§ Brief: Report how many lines in the material below contain the string "front", counting only case-sensitive matches. Give the number alone.

Collection entries:

** Start **

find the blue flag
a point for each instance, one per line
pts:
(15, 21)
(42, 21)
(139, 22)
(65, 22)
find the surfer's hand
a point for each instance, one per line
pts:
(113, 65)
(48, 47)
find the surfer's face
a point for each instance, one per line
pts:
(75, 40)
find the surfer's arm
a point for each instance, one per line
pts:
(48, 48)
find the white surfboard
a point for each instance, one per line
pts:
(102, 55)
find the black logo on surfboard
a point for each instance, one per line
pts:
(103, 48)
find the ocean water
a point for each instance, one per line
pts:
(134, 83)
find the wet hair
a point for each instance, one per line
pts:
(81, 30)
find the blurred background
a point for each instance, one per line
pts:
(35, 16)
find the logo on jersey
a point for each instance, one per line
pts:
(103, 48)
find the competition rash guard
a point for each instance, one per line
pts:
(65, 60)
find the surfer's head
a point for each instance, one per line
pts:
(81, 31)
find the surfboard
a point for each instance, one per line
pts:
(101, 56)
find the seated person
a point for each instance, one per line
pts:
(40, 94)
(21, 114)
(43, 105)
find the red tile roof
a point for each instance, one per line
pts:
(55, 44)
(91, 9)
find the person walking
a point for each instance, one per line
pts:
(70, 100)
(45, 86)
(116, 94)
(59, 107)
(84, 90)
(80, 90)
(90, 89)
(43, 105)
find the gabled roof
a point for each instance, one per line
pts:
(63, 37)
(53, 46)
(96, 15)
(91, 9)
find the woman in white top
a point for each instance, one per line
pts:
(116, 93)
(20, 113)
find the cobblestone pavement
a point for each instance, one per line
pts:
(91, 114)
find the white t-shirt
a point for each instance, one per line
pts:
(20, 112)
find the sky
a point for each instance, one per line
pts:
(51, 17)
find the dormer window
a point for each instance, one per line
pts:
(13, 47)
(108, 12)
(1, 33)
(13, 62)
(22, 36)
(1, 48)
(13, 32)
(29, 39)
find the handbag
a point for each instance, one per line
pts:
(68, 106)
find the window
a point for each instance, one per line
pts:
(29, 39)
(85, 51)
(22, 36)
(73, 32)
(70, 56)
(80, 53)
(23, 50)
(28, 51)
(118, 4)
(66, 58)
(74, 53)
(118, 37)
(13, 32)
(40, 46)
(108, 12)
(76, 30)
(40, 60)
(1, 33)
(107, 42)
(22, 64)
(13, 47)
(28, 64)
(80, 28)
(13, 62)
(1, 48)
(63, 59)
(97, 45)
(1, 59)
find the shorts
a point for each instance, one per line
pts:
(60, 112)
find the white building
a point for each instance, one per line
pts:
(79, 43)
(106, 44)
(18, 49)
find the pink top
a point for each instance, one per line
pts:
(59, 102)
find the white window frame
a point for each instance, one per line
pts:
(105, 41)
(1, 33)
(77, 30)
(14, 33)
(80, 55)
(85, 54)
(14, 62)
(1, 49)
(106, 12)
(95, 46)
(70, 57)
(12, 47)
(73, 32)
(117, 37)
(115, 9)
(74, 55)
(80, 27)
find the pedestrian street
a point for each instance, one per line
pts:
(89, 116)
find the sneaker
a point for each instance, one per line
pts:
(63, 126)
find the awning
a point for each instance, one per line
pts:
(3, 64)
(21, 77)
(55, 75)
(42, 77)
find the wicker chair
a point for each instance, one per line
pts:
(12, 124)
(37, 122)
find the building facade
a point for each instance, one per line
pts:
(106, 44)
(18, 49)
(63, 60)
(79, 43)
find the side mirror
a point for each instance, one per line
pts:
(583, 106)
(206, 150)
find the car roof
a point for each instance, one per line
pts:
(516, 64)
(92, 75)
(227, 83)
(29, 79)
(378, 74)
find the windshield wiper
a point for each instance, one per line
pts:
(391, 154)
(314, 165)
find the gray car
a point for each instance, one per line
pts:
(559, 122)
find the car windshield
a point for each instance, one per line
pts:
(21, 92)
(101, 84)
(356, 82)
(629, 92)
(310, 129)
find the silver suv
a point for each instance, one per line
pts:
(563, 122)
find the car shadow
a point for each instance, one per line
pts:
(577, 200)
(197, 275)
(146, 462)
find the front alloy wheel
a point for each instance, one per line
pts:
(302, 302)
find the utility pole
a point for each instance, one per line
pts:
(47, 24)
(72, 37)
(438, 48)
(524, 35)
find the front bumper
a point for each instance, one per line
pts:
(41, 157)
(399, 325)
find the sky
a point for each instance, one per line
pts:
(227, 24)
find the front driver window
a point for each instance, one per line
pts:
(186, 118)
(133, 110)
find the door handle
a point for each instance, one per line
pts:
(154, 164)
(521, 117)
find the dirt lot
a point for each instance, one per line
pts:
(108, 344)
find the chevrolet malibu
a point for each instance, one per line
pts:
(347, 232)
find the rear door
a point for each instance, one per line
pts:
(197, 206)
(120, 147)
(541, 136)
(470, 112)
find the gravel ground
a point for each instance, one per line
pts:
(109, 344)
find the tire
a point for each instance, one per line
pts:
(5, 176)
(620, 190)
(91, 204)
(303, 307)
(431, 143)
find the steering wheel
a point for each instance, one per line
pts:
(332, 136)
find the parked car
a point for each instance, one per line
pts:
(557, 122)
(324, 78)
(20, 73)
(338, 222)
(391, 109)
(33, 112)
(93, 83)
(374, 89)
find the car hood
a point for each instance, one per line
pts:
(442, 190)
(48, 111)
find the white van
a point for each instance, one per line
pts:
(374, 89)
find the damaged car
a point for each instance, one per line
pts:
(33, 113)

** End **
** Start **

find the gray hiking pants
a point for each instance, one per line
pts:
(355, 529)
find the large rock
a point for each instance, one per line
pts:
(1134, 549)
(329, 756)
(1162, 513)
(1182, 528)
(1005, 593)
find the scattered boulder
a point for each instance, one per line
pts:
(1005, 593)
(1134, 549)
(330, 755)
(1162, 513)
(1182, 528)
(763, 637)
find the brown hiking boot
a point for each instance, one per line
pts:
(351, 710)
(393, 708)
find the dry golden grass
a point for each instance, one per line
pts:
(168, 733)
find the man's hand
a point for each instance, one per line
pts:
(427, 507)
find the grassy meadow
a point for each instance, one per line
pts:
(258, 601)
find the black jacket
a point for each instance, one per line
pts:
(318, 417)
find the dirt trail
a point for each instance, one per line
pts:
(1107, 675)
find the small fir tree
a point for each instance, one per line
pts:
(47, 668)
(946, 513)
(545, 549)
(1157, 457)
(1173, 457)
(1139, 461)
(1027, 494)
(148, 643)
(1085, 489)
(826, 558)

** End **

§ Problem solution: 3